start Page
Principle:Kubeflow Kubeflow Installation Method Selection
| Knowledge Sources | |
|---|---|
| Domains | Kubeflow, Platform Deployment, Architecture Decision |
| Last Updated | 2026-02-13 00:00 GMT |
Overview
Installation method selection is the decision gate where operators choose between deploying Kubeflow via raw manifests (full control, self-managed) or through a packaged distribution (vendor-supported, opinionated defaults).
Description
Kubeflow offers two primary installation paths. The first is Kubeflow Manifests, hosted in the kubeflow/manifests repository, which provides raw kustomize overlays that operators apply directly to their Kubernetes cluster. This path grants maximum flexibility and control over every component, namespace, and configuration, but places the full operational burden on the deploying team. The second path is Packaged Distributions, provided by vendors such as Google (AI Platform Pipelines), AWS (Kubeflow on AWS), Azure, and others. These distributions bundle Kubeflow components with cloud-native integrations, managed identity, and vendor support contracts, but limit customization options.
end Page
start Data provided
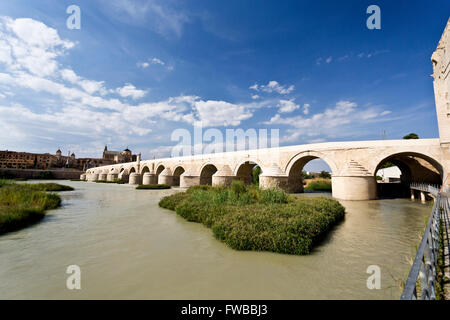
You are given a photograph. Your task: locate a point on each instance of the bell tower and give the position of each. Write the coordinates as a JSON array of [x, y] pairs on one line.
[[441, 75]]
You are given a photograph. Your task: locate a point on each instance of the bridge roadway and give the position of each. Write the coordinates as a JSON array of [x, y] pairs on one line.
[[353, 166]]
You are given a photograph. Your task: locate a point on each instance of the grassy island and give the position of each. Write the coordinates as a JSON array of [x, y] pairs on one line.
[[247, 218], [25, 204]]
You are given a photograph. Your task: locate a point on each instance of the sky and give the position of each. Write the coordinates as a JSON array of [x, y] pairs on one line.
[[138, 70]]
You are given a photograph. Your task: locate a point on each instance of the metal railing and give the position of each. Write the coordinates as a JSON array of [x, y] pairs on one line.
[[422, 276], [432, 188]]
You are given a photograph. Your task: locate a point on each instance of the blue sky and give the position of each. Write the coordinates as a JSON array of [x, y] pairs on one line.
[[137, 70]]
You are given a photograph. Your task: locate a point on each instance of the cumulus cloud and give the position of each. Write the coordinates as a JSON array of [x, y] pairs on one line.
[[29, 45], [80, 112], [220, 113], [162, 16], [327, 123], [154, 61], [130, 90], [89, 86], [287, 106], [273, 86], [143, 65]]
end Data provided
* Exercise prompt *
How would this sentence from the Kubeflow installation page read in Spanish: "These distributions bundle Kubeflow components with cloud-native integrations, managed identity, and vendor support contracts, but limit customization options."?

* Right answer *
Estas distribuciones empaquetan los componentes de Kubeflow junto con integraciones nativas de la nube, identidad administrada y contratos de soporte del proveedor, pero limitan las opciones de personalización.